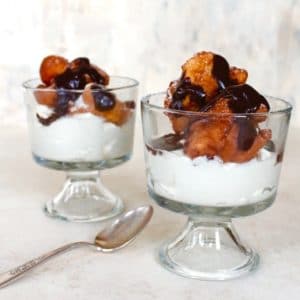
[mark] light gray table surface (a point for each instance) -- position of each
(133, 273)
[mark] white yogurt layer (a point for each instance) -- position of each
(79, 137)
(211, 182)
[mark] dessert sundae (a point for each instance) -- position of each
(76, 115)
(219, 149)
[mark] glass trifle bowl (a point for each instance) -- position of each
(76, 137)
(210, 189)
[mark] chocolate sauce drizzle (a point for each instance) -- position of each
* * * *
* _TASK STATEMENT_:
All of the listing is to be written out exactly, with the pictures left out.

* _SOLUTION_:
[mark] light gray table surface (a point for each instance) -- position of each
(133, 273)
[mark] white yogurt layer (a point for each instance) -- position of each
(79, 137)
(211, 182)
[mark] dessert sundae (a point for each instance) -- position of each
(76, 115)
(219, 149)
[mark] glass trifle bowl (a point for each instance) -- position of each
(76, 137)
(210, 189)
[mark] chocolate sauce drizzle (a point for each instance) -- position of each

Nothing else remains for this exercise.